EXERCISE INSTRUCTIONS
In the entries below, set down everything from the line containing "find | person in black jacket" down to the line containing "column 342, row 830", including both of those lines, reproduced character for character.

EXTRACTED INFORMATION
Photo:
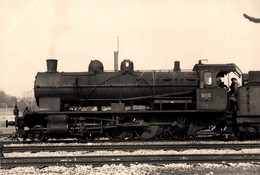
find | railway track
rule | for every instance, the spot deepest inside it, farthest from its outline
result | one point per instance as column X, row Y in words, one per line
column 130, row 147
column 11, row 162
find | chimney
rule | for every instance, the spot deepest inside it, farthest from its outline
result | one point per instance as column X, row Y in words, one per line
column 177, row 66
column 116, row 60
column 51, row 65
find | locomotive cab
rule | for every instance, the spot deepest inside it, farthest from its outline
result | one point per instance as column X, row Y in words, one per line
column 212, row 93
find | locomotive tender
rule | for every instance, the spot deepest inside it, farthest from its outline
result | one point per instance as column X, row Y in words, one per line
column 147, row 104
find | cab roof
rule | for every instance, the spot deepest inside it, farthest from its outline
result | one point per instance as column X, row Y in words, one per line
column 227, row 68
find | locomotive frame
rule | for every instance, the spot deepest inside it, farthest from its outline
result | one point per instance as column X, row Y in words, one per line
column 147, row 104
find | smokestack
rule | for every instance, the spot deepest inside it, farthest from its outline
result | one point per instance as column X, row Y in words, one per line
column 51, row 65
column 116, row 60
column 177, row 66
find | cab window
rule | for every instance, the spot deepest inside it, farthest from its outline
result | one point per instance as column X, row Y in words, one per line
column 207, row 78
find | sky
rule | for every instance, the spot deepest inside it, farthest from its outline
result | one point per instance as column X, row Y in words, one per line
column 152, row 33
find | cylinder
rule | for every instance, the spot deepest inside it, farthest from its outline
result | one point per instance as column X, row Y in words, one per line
column 51, row 65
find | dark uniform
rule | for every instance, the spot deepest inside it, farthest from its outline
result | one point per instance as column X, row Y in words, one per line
column 233, row 94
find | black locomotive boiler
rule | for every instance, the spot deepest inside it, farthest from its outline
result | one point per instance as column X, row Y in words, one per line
column 145, row 104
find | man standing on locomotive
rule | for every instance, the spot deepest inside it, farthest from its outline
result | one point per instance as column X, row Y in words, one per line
column 233, row 94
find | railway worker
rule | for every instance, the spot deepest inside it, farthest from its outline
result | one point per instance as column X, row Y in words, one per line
column 233, row 94
column 221, row 84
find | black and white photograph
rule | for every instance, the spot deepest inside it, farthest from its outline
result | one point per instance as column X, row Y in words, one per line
column 132, row 87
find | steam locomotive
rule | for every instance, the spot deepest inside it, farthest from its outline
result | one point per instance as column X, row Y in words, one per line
column 120, row 104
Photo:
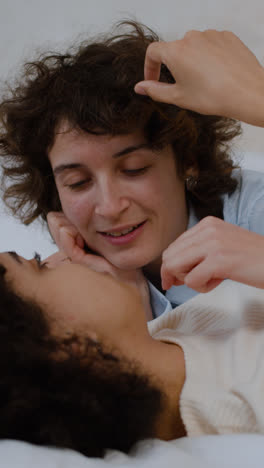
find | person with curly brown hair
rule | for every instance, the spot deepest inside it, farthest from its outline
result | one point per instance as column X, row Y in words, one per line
column 120, row 177
column 84, row 370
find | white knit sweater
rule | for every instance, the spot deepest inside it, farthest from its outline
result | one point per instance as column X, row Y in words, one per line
column 222, row 336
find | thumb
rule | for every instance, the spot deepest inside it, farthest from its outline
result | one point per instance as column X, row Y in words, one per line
column 158, row 91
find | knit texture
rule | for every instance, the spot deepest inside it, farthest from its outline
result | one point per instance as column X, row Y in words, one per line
column 222, row 337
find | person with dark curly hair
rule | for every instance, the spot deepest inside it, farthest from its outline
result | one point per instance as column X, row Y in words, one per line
column 119, row 176
column 83, row 370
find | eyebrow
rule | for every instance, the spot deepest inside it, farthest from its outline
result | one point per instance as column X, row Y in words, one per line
column 130, row 149
column 15, row 256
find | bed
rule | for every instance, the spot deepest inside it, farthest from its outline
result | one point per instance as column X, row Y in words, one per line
column 240, row 450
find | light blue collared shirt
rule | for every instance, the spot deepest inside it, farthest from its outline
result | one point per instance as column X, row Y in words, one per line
column 244, row 207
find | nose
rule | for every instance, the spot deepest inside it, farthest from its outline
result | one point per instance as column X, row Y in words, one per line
column 111, row 200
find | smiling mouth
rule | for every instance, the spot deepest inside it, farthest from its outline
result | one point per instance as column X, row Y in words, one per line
column 122, row 233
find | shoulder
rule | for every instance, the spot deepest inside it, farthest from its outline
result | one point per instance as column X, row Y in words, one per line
column 246, row 201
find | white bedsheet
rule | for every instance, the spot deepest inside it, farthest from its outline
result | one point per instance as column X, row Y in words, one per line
column 227, row 451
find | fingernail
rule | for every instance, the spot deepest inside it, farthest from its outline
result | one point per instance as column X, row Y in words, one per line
column 140, row 90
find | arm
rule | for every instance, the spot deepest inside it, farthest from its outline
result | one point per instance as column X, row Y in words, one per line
column 212, row 251
column 214, row 72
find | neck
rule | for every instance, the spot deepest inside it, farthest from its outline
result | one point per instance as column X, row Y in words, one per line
column 166, row 362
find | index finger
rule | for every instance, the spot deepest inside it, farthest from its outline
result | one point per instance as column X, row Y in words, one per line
column 153, row 61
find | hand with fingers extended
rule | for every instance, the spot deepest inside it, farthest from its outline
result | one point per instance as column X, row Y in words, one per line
column 214, row 72
column 212, row 251
column 72, row 246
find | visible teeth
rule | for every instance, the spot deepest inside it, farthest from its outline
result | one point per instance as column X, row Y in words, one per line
column 121, row 233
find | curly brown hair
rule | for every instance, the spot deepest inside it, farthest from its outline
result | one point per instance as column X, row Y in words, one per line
column 89, row 400
column 93, row 89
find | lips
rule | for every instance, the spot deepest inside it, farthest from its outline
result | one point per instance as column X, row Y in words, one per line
column 121, row 232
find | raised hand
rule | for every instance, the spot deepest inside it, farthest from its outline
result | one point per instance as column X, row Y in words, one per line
column 212, row 251
column 214, row 72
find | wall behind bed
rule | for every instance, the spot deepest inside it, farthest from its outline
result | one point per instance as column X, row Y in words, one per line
column 30, row 25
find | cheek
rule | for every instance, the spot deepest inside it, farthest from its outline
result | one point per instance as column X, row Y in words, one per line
column 78, row 210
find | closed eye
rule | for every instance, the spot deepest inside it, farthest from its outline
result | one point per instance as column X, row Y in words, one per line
column 78, row 184
column 37, row 257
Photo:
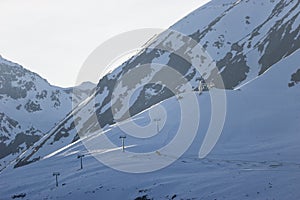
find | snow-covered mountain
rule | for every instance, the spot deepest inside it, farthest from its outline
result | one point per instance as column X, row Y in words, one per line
column 255, row 46
column 30, row 107
column 244, row 38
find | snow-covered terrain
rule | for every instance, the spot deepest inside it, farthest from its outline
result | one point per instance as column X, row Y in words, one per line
column 255, row 47
column 255, row 158
column 30, row 107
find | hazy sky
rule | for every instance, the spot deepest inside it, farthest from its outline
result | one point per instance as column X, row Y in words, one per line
column 53, row 38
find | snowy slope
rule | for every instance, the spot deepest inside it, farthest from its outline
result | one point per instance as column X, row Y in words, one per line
column 30, row 107
column 255, row 158
column 244, row 38
column 255, row 45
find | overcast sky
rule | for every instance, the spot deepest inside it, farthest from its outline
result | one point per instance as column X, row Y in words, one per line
column 53, row 38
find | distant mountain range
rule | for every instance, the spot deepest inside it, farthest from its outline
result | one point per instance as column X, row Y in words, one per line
column 30, row 107
column 255, row 47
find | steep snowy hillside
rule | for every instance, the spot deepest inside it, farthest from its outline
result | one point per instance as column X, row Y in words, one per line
column 29, row 107
column 245, row 39
column 257, row 156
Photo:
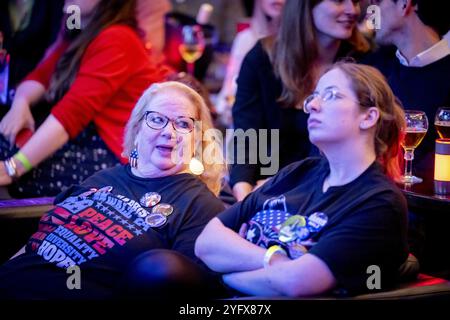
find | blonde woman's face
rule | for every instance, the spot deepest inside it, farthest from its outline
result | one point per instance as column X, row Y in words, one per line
column 334, row 118
column 166, row 149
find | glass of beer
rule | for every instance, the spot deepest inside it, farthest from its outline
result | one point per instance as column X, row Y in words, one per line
column 192, row 45
column 442, row 122
column 416, row 128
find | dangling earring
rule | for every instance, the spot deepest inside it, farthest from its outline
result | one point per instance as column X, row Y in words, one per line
column 196, row 166
column 133, row 158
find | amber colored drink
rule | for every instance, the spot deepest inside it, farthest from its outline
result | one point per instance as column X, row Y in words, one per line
column 413, row 138
column 443, row 129
column 190, row 53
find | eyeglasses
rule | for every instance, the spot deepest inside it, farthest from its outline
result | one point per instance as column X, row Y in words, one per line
column 327, row 95
column 158, row 121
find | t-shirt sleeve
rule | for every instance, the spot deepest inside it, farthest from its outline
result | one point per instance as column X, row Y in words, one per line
column 371, row 236
column 241, row 212
column 105, row 66
column 205, row 206
column 100, row 178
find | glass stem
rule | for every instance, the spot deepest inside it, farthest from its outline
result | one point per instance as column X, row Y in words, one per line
column 408, row 156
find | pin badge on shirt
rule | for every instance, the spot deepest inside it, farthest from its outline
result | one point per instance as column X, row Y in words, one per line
column 290, row 226
column 163, row 208
column 150, row 199
column 155, row 220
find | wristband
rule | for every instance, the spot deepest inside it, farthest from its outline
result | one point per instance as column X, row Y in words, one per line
column 22, row 158
column 269, row 254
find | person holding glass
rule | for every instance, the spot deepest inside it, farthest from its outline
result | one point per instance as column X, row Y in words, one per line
column 120, row 223
column 321, row 222
column 276, row 76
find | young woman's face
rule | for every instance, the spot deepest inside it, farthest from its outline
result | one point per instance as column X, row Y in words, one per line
column 336, row 19
column 335, row 114
column 166, row 149
column 272, row 8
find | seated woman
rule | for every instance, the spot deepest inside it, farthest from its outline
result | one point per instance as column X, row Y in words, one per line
column 92, row 81
column 113, row 223
column 323, row 223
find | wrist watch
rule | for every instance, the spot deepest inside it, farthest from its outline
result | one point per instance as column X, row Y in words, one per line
column 269, row 254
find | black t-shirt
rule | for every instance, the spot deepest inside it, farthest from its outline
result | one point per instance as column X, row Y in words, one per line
column 102, row 225
column 349, row 227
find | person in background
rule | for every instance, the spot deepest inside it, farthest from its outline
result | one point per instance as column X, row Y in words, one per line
column 29, row 27
column 92, row 80
column 415, row 58
column 264, row 22
column 319, row 223
column 150, row 16
column 277, row 74
column 120, row 224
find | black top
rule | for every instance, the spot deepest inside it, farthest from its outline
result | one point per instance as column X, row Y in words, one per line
column 349, row 227
column 28, row 46
column 103, row 230
column 418, row 88
column 256, row 108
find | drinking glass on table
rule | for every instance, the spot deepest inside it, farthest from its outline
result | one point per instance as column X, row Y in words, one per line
column 442, row 122
column 416, row 128
column 192, row 45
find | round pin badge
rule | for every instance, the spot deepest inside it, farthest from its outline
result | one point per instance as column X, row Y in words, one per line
column 317, row 221
column 163, row 208
column 290, row 226
column 155, row 220
column 150, row 199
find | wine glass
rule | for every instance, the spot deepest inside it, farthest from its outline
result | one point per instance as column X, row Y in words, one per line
column 442, row 122
column 416, row 128
column 192, row 45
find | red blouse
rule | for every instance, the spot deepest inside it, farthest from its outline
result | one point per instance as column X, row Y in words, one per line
column 114, row 72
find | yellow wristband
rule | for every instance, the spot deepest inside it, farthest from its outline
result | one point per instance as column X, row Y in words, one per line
column 269, row 254
column 19, row 156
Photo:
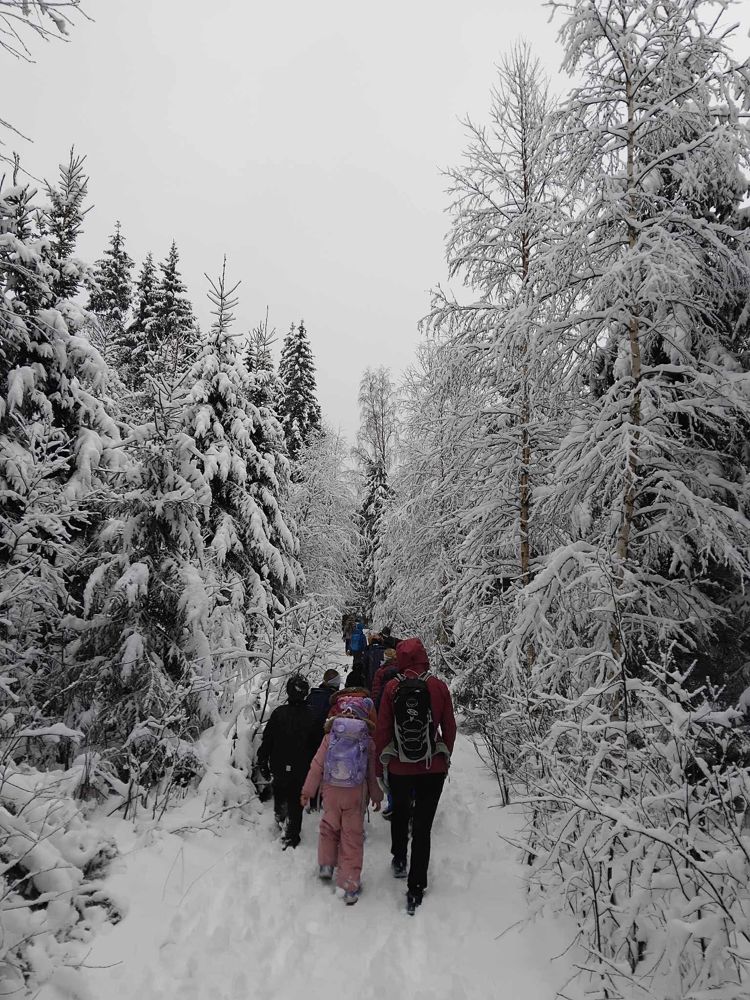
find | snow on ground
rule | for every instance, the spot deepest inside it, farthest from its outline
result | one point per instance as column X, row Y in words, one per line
column 230, row 916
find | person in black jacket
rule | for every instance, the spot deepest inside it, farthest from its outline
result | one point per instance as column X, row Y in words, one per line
column 319, row 702
column 284, row 756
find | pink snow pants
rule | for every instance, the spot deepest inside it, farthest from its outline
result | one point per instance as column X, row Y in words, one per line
column 342, row 830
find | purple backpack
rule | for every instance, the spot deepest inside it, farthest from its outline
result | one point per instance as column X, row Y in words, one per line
column 346, row 759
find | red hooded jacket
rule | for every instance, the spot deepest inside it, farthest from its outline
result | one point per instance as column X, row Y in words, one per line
column 411, row 658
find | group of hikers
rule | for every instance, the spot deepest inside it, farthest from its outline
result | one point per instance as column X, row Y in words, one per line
column 388, row 733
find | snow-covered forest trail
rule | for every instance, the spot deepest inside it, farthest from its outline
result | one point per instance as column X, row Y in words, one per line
column 232, row 917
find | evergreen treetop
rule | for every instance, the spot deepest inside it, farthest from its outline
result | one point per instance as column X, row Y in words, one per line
column 111, row 287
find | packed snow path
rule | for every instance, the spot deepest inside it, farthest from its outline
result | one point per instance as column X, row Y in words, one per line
column 232, row 917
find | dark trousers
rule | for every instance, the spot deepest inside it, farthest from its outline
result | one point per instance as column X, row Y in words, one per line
column 287, row 807
column 415, row 797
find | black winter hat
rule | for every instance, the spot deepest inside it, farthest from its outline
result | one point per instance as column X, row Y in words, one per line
column 297, row 688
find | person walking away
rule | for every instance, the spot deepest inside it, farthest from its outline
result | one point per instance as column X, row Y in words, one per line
column 414, row 738
column 319, row 702
column 383, row 674
column 345, row 768
column 341, row 700
column 389, row 641
column 373, row 659
column 347, row 627
column 358, row 645
column 284, row 756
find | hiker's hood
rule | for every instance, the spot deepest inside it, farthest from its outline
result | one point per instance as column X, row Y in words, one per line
column 412, row 656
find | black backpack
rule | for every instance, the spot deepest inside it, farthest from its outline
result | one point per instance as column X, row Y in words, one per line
column 413, row 727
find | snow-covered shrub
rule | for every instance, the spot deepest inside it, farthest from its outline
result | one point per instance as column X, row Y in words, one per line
column 639, row 829
column 51, row 897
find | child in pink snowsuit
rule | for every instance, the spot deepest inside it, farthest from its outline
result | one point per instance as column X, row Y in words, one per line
column 341, row 839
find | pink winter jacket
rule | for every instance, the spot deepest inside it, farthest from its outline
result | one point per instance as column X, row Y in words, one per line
column 315, row 774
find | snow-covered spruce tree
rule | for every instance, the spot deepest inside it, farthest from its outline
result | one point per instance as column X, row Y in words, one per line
column 377, row 440
column 267, row 390
column 654, row 504
column 298, row 405
column 239, row 447
column 432, row 487
column 142, row 681
column 376, row 495
column 323, row 505
column 56, row 434
column 110, row 296
column 139, row 340
column 656, row 491
column 173, row 334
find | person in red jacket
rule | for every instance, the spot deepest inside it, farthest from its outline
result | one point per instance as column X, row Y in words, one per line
column 415, row 787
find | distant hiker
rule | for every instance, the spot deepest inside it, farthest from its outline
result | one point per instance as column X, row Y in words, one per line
column 284, row 756
column 358, row 644
column 383, row 674
column 347, row 627
column 345, row 766
column 373, row 658
column 319, row 702
column 414, row 739
column 389, row 641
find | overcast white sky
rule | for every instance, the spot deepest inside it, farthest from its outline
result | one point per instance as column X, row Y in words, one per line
column 303, row 139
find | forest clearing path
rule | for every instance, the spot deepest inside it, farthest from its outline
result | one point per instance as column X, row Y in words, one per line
column 230, row 916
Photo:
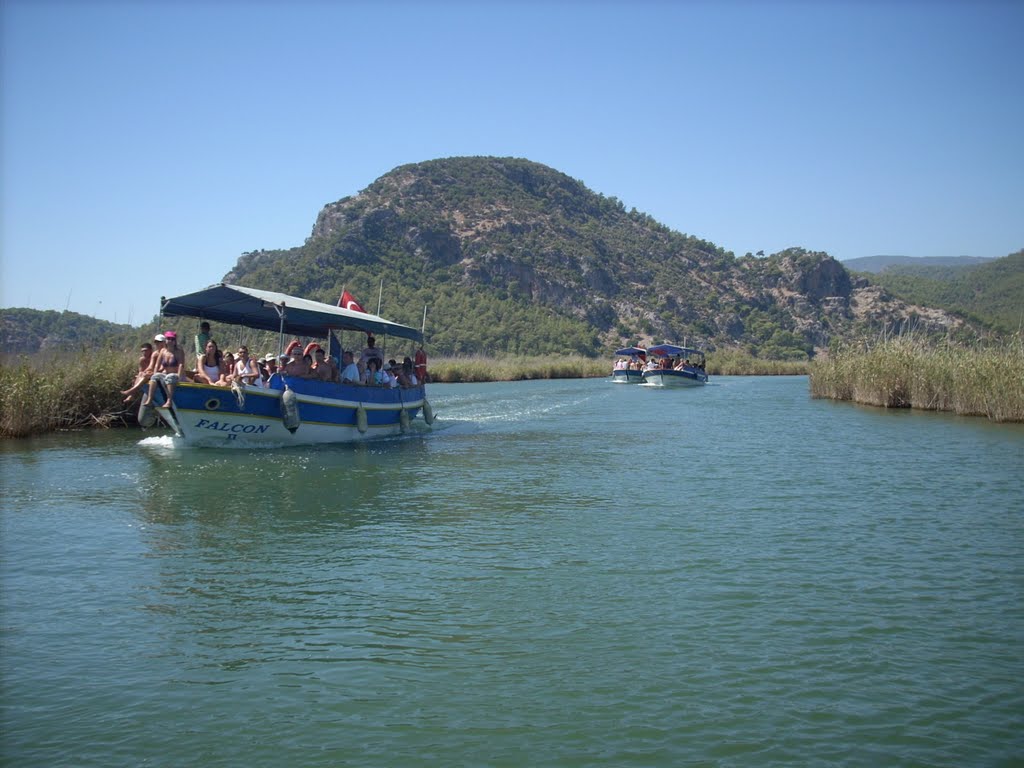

RESULT
find | person in black jacket
rule | for every instance, the spot deepest inside it, farthest from its outline
result | one point per instance as column X, row Y in words, one per line
column 319, row 702
column 284, row 756
find | pink snow pants
rule | for every instance, the spot deepest inside it, farthest from its outline
result | one point per instance as column X, row Y in words, one per line
column 342, row 830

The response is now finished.